(Beginning of SUPPLIED ENTRIES)

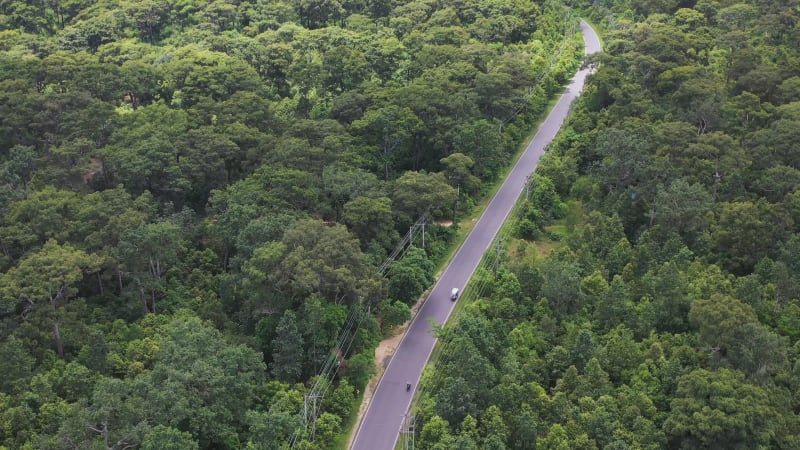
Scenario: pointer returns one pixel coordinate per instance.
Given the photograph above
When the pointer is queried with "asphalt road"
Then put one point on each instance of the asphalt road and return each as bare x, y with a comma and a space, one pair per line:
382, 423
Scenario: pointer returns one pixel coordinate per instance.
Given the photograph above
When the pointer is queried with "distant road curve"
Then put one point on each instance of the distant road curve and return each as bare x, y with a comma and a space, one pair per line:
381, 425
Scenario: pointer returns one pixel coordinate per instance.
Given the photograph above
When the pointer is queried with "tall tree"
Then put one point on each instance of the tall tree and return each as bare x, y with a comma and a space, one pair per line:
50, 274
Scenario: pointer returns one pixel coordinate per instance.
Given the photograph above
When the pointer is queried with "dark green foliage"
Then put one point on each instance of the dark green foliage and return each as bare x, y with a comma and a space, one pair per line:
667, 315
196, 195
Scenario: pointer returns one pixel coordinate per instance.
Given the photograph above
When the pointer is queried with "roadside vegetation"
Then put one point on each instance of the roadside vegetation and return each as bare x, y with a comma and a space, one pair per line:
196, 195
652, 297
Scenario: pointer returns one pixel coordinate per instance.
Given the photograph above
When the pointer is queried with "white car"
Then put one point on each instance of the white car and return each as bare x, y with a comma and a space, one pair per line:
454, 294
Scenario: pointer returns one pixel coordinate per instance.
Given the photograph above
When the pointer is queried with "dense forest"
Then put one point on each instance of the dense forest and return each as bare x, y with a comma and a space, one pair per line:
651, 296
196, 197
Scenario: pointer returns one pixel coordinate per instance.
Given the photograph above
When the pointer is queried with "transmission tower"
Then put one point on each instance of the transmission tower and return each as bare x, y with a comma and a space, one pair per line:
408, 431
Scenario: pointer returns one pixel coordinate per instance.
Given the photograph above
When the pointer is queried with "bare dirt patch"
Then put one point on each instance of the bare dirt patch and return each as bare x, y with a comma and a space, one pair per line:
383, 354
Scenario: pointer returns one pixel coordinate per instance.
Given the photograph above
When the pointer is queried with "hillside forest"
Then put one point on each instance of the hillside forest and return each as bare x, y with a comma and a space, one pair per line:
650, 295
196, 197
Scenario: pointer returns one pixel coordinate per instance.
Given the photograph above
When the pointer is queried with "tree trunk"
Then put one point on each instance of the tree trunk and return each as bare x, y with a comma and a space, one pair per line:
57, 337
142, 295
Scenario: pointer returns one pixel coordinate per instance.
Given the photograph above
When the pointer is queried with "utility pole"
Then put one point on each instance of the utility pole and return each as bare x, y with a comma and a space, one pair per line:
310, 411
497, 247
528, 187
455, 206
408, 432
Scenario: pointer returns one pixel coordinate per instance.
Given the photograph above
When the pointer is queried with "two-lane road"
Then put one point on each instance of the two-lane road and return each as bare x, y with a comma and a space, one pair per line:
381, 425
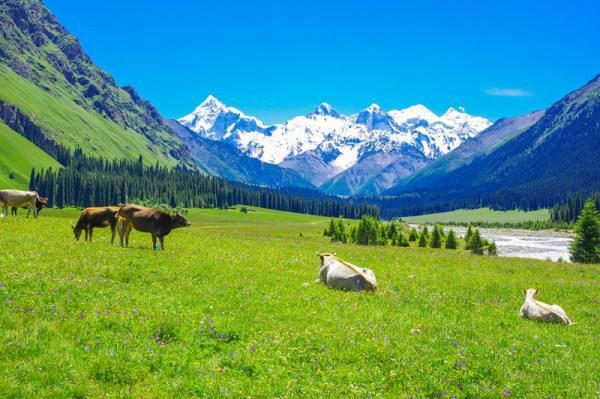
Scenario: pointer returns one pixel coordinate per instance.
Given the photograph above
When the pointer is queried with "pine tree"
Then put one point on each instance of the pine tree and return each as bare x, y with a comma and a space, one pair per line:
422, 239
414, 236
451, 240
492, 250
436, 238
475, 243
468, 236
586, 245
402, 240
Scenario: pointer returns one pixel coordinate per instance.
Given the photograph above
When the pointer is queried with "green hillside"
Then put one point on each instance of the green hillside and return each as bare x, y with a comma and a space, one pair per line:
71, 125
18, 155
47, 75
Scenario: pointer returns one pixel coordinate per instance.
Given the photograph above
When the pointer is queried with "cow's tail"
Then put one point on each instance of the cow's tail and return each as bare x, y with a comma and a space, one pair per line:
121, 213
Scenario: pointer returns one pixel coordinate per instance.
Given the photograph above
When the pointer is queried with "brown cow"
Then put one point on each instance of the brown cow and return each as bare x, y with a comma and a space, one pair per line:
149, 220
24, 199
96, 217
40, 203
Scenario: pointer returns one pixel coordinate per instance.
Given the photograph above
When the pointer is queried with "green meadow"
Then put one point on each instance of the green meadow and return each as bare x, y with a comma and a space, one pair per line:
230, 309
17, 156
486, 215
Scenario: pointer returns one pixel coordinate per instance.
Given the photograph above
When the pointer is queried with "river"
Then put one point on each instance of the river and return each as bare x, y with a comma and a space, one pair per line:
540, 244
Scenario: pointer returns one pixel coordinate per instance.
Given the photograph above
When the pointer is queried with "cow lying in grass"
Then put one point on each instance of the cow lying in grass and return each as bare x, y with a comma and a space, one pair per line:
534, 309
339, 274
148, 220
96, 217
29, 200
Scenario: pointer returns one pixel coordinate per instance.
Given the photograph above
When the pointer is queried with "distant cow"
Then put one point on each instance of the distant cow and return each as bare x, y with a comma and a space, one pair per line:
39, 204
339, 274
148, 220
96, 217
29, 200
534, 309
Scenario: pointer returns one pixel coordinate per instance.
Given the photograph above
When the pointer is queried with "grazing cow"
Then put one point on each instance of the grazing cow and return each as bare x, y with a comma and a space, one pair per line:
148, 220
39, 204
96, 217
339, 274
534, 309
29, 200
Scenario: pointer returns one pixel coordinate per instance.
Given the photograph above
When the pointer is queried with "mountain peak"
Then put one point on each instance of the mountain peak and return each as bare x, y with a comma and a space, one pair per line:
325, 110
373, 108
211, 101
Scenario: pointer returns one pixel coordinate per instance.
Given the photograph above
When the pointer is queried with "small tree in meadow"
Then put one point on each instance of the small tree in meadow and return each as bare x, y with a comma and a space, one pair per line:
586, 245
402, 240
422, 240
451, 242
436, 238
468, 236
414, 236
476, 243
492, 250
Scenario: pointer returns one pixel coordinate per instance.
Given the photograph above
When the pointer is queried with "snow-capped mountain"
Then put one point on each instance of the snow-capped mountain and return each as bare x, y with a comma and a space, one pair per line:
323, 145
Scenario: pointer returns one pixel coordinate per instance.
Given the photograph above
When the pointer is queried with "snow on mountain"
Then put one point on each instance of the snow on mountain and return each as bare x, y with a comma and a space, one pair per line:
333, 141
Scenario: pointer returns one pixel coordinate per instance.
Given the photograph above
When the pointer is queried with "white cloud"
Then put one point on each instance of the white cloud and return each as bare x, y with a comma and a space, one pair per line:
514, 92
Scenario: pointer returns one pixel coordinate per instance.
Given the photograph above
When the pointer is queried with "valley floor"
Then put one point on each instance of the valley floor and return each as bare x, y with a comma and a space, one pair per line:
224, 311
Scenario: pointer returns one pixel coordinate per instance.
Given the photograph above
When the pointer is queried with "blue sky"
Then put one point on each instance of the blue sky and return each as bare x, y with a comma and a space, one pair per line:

(End of SUPPLIED ENTRIES)

▸ **REQUIRED WORK**: What you return must match the records above exactly, minus any images.

▸ **FINISHED EXERCISE**:
Scenario: pointer returns one pixel coordinate per instance.
Given the photograph above
When the pointer is queried with "asphalt road"
Then put one point on each instance of the asphalt road and return each as bare x, y with a comma and a space, one pair per line:
382, 423
Scenario: pointer returns one pixel coordinate per instance.
Given the photograph above
When the pointer is queried with "distant road curve"
Then put one point on each instance of the distant road curve and return each as bare x, y with a comma and a space, one pair per line:
381, 425
Scenario: pointer returns one pixel coordinate per instance.
Given the photograph above
When the pointer is queried with "tall tree"
Then put one point on each instance of the tall tree and return each as bare x, y with a comma and a space, one pair per line:
50, 274
Scenario: pointer returns one pixel coordinate per instance.
Given the photograph above
When the pointer is queried with "dark green foliage"
Then put one point on each instance of the dark green foliage and return each as bare x, y with a comma and a space, one pair per line:
667, 315
196, 195
Scenario: pointer returns one pixel coordinate per instance.
Given the photograph above
When the pointer is queried with "roadside vegetation"
Then put one point on each instance of the roadside vegetation and return each as bare x, y with a comma and a space, one pair per line:
196, 195
652, 297
Scenario: pointer returns one pixel coordinate per instance.
Given the photograph above
When the pointer is queried with "white car"
Then put one point on each instance of the white car and return each as bare x, y with a comma and a space, one pair per line:
454, 294
Scenario: pointer returns one pixel coordinate per instance.
Given the photograph above
When the pointer is queried with "dense forest"
Then put one point on each instance of the dense forest and return each as bare x, y with a comma and a space, one pair per line:
651, 296
196, 197
Scenario: pointer returns one pixel coordinate per instance.
Given the photograph above
When the pointer is queried with "transmission tower"
Then put one point on each instance of the transmission tower and return each as bare x, y with a comma and a space, one pair per line:
408, 431
Scenario: pointer returns one pixel coordinate per instance.
Given the photograph above
When the pointer is queried with "bare dirt patch"
Then put one point on each instance of the bare dirt patch and return each as bare x, y with a comma and a space, one pair per line:
383, 354
Scenario: pointer returns one pixel coordinate per instance.
Given the photograph above
When the pointer is queried with "hillside forest"
Then put one point on each instance of the hillside forest and return each as bare x, y with a comma and a space, one pair per line:
650, 295
196, 197
Scenario: pointer returns one pixel coordinate per instance.
Given the photograph above
When the pointer is queried with "tree trunk"
Then put one point on each instance of the tree trunk and return each as bare x, y with a comma and a space, one pair per line:
57, 337
142, 295
Scenario: pointer returns one pixel coordinate per instance.
Given the photograph above
When the pointer is queried with "utility pole"
Then put one point on each instance of the utility pole and return each as bare x, y with a comma and a space, one pair per line:
310, 411
497, 247
528, 187
455, 206
408, 432
Scenario: pointer returns one pixel coordinate per instance.
Given the photograph above
When the pointer is queried with "two-lane road"
Then put one point on each instance of the two-lane road and return each as bare x, y with a comma and a space, one pair per line:
381, 425
Scenario: pointer returns one pixel coordinate per instance.
Given the photograph above
When the pointer is queried with "pine tree"
Then put one point on each instance of the pine tree and return each as bare x, y with a comma and a space, one pair per line:
422, 239
414, 236
451, 240
492, 250
436, 238
475, 243
468, 236
586, 245
402, 240
Scenario: pointer returns one pixel coordinate per instance.
Given the photograph above
When the pointer is queried with "green hillside"
Then put one point on each instance of the green hillside and return each as bare x, y with a comma and a space, one pair per line:
71, 125
18, 155
47, 75
Scenario: pointer returns one pixel coordinate per instance.
Given the photograph above
When the pointer is queried with "cow's tail"
Then put one point on each instance of the cow's tail and return each as bare x, y with a comma and a space, one pair per line:
121, 213
Scenario: pointer returns one pixel coordinate per instance.
Given the photograph above
When the pointer is queried with "brown cow"
Then put one point on each instance of the brown cow and return each as bare x, y with a comma and a space, one pair per line:
149, 220
24, 199
96, 217
40, 203
Scenario: pointer returns one pixel coordinate per instance.
Given the photograph above
When the pointer is queried with "green meadow"
Then put one point on each instance of the green meadow and return each as bare x, y with a comma and a space, one pair per line:
230, 309
17, 156
486, 215
Scenario: pointer returns one pixel coordinate per instance.
Given the photograph above
When the pointer is queried with "river"
Then put one point on each instance of the river and return each as bare x, y with a comma and a space, one pair per line:
540, 244
Scenario: pointer returns one pixel coordinate per instance.
Given the photograph above
When the pointer is queried with "cow lying in grass"
Then put one point on each instance of the cow lying in grass and return each as bare x, y with a comma and a space, one pair per line:
534, 309
339, 274
148, 220
96, 217
29, 200
Scenario: pointer returns one pixel coordinate per instance.
Given the photograph above
When the pointer is queried with "distant cow"
Then put one point on each instance of the distant cow and return each as bare x, y with a comma and a space, one pair per line:
39, 204
339, 274
148, 220
96, 217
29, 200
534, 309
Scenario: pointer returns one pixel coordinate per instance.
Given the photograph above
When the pointer is queried with "grazing cow"
Then put one point on each instance of the grazing cow and return each as bare x, y with a comma and a space, one pair per line:
148, 220
39, 204
96, 217
339, 274
534, 309
29, 200
Scenario: pointer returns one pixel coordinate per instance.
Given the photograph above
When the pointer is queried with "mountain peak"
Then put one point on each instance of the mountain peak and return each as bare x, y with a comma and a space, one pair per line:
325, 110
373, 108
211, 101
Scenario: pointer returns one pixel coordinate per instance.
Given the photograph above
When the pointer is queried with "small tree in meadow"
Then put one point on each instance of the small tree in meadow and return each as bare x, y with a comma and a space, one pair per line:
586, 245
402, 240
422, 240
451, 242
436, 238
468, 236
414, 236
476, 243
492, 250
Scenario: pointer returns one pixel coordinate per instance.
Given the photograph above
When the pointer is queried with "snow-capped mountain"
Then put one point on each instance of the snow-capped mountain and return each as bare x, y with a comma and a space, one pair per line:
323, 145
Scenario: pointer returns one pixel coordinate per instance.
Given the photograph above
When the pointer is queried with "snow on mountain"
Then put one point on each instance of the snow on mountain and return each as bare x, y with a comma and a space, one pair per line:
333, 141
Scenario: pointer returns one pixel coordinate per instance.
Given the photograph above
When the pointer is queried with "white cloud"
Then put one point on each instance of the white cloud and return each as bare x, y with a comma and a space, one pair per line:
514, 92
Scenario: pointer returns one pixel coordinate per instance.
Given the photograph above
When the pointer is queried with "valley floor"
Then put one point on each instance of the valley floor and return each as bare x, y with a comma and a space, one pair per line:
224, 311
Scenario: pointer returns one pixel coordinate per instance.
Given the photograph above
When the pointer is queried with "blue sky"
Then put one point on each instance of the blue sky and return each as bare x, y with a comma and a space, one pair per line:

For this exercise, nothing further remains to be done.